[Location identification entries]
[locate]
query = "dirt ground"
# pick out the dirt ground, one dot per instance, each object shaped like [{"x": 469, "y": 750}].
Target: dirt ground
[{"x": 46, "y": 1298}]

▸ Task directions
Rewrite the entries above, replacing each "dirt ground" with "bare soil" and leaving everything else the same.

▸ Response to the task
[locate]
query = "bare soil"
# pick out the bare soil, one dot per instance, each object shaped like [{"x": 469, "y": 750}].
Target: bare soil
[{"x": 46, "y": 1298}]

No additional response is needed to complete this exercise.